== Document extract ==
## Start

1
Vote

Large files can't be anonimized

description

Hi Frank,

Using the Anonimize.exe (for xml files) I am not able to anonimize xml files larger than 300 MB.
Can you help me solving this issue?

Best,
Evelien

comments

FrankvdnThillart wrote Dec 18, 2015 at 8:45 AM

Hi Evelien,

I have the following suggestions:
  • Try anonymizing with only 1 anonymization rule in file AnonymizeCSV.txt and see which rule actually is the show stopper
  • Remove any anonymizations of date. This anonymization remembers which dates are replaced by what random value and it can be this cache that's become too big and slows everything down because the cache is swapped to disk
  • if the above suggestions do not work, I'll require a testfile so I can test it myself but it's my expectation that it's a date anonymization
Kind regards,

Frank

PS:
If you send me a message via the Codeplex system, you have to allow people to send messages to you in your profile if you want an answer

Evelien2308 wrote Dec 29, 2015 at 9:19 AM

Hi Frank,

Unfortunately your suggestions did not work. There was no date field part of the anonymization rules. And excluding the rule that caused the error did not work as well.

I am not able to send you a test file since it is not depersonalized production data. I attached an already anonymized file, however it is three times smaller than the files I experience problems with.

Kind regards,
Evelien
PS: thanks for the tip :)

FrankvdnThillart wrote Dec 30, 2015 at 9:32 PM

Evelien. Please call me

## End

== What to do ==
[A] Please rewrite the paragraph beginning "I am not able to send you a test file" in the thread on anonymizing large files as a short list, keeping its main facts.
[B] Answer these questions from the thread on anonymizing large files:
(i) Above what size do the xml files fail to be anonymized?
(ii) In which file should only one anonymization rule be kept to find the one that stops the process?
(iii) On what date did Frank ask Evelien to call him?

== Given information ==

## Start

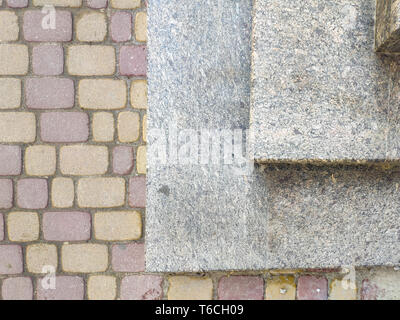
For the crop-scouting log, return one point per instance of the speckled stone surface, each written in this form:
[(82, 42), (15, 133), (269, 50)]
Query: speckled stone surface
[(208, 217), (319, 90)]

## End

== Answers below ==
[A]
- A test file can't be sent because it is production data that hasn't been depersonalized.
- An already anonymized file is attached instead.
- The attached file is three times smaller than the files that cause problems.

[B]
(i) 300 MB
(ii) AnonymizeCSV.txt
(iii) Dec 30, 2015